■ **Task to complete**: Give back the data in full. Leave nothing out.

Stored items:

^^^^^^^^

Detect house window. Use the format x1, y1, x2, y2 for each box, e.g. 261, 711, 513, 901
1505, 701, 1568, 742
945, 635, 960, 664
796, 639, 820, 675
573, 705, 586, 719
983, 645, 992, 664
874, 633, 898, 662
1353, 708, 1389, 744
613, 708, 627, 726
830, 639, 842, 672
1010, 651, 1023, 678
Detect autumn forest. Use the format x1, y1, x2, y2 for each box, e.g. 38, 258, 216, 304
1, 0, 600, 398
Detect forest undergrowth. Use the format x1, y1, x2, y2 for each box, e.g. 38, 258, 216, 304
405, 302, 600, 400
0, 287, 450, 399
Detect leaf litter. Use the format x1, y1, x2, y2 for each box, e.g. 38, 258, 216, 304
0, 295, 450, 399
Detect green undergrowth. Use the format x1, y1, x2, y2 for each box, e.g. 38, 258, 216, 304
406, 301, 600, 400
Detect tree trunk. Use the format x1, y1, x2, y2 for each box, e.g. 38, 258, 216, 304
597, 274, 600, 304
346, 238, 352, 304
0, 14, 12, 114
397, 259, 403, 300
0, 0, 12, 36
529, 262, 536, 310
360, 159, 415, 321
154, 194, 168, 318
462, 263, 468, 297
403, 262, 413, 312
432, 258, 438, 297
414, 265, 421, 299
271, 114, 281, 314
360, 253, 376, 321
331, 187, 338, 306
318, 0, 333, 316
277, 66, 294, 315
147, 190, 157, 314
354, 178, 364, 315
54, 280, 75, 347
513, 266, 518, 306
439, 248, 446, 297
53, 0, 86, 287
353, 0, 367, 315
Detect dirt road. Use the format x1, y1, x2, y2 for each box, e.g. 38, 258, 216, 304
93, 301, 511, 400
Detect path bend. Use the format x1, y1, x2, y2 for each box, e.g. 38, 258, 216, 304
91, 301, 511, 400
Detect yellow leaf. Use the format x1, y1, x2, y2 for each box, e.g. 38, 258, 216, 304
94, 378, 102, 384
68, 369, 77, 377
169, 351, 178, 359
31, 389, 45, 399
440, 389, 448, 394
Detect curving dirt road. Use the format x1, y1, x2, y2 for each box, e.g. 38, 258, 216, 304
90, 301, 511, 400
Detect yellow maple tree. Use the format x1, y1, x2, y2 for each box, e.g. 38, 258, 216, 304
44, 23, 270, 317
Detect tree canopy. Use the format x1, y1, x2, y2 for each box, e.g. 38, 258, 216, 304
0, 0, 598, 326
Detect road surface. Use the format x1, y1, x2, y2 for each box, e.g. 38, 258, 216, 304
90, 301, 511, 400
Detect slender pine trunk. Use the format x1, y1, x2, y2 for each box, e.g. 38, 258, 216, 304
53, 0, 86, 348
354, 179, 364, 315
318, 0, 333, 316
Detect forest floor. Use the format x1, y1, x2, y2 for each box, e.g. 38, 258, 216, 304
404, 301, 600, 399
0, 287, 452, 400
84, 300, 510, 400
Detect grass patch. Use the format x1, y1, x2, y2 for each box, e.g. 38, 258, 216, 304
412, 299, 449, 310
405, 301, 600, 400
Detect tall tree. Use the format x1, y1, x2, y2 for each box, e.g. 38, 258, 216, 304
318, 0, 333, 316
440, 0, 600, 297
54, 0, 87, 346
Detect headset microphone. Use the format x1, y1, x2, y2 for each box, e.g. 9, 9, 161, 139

^^^^^^^^

■ **Response to this task**:
Detect house window. Use the format x1, y1, x2, y2 for each box, e.g. 261, 711, 513, 901
1505, 701, 1568, 742
945, 635, 960, 664
796, 639, 820, 675
573, 705, 586, 719
983, 645, 992, 664
874, 633, 898, 662
1353, 708, 1389, 744
613, 708, 627, 726
830, 639, 842, 672
1010, 651, 1023, 678
Detect autumn forest. Use the format x1, y1, x2, y2 for each box, e.g. 38, 258, 216, 304
1, 0, 600, 398
Detect forest undergrowth. Use the format x1, y1, x2, y2 for each box, e.g. 38, 258, 216, 304
405, 302, 600, 400
0, 287, 450, 399
Detect leaf litter. Use the format x1, y1, x2, y2 for each box, e.g. 38, 258, 216, 304
0, 295, 450, 399
Detect green undergrowth. Use the format x1, y1, x2, y2 for each box, e.g. 38, 258, 216, 304
406, 301, 600, 400
Detect tree trunk. Use the format x1, y1, x2, y2 for each box, e.g. 38, 258, 216, 304
597, 274, 600, 304
346, 238, 352, 304
0, 14, 12, 114
397, 259, 403, 300
0, 0, 12, 36
529, 262, 536, 310
360, 159, 415, 321
154, 194, 168, 318
462, 263, 468, 297
403, 262, 413, 312
432, 258, 438, 297
414, 265, 421, 299
271, 114, 281, 314
360, 253, 376, 321
331, 187, 338, 306
318, 0, 333, 316
277, 66, 294, 315
147, 190, 157, 314
354, 178, 364, 315
54, 280, 75, 347
513, 266, 518, 306
439, 248, 446, 297
53, 0, 86, 287
353, 0, 367, 315
Detect dirt road. Use the format x1, y1, x2, y2 for each box, e.g. 38, 258, 216, 304
93, 301, 511, 400
Detect path bend. Use the format x1, y1, x2, y2 for each box, e.g. 38, 258, 216, 304
91, 301, 511, 400
Detect yellow leaf. Use the format x1, y1, x2, y2 for each box, e.g. 38, 258, 216, 304
94, 378, 102, 384
68, 369, 77, 377
169, 351, 178, 359
31, 389, 45, 399
440, 389, 448, 394
Detect curving dirt road. Use the format x1, y1, x2, y2 for each box, e.g. 38, 258, 216, 304
90, 301, 511, 400
Detect yellow maple tree. Use the format x1, y1, x2, y2 for each box, e.g. 38, 258, 216, 304
44, 23, 270, 317
Detect tree canopy. Use the format x1, y1, x2, y2 for each box, e.g. 38, 258, 216, 304
0, 0, 598, 326
Detect road surface. Use the format x1, y1, x2, y2 for each box, e.g. 38, 258, 216, 304
90, 301, 511, 400
Detect slender pine trunk. Use the format x1, y1, x2, y2 for each box, e.g. 38, 258, 216, 304
53, 0, 86, 348
354, 179, 364, 315
318, 0, 333, 316
Detect forest floor. Use the format x1, y1, x2, y2 for each box, e.g. 38, 258, 216, 304
404, 301, 600, 399
0, 287, 452, 400
84, 300, 510, 400
Detect grass patch. Use the format x1, y1, x2, y2 for each box, e.g. 38, 258, 216, 304
412, 299, 449, 310
405, 301, 600, 400
Detect tall tree. Use the format x1, y1, x2, y2 for each box, e.g. 38, 258, 216, 304
318, 0, 333, 316
440, 0, 600, 297
54, 0, 87, 346
Detect headset microphone. Use the format x1, y1, x2, y2 for each box, e.g. 9, 9, 161, 139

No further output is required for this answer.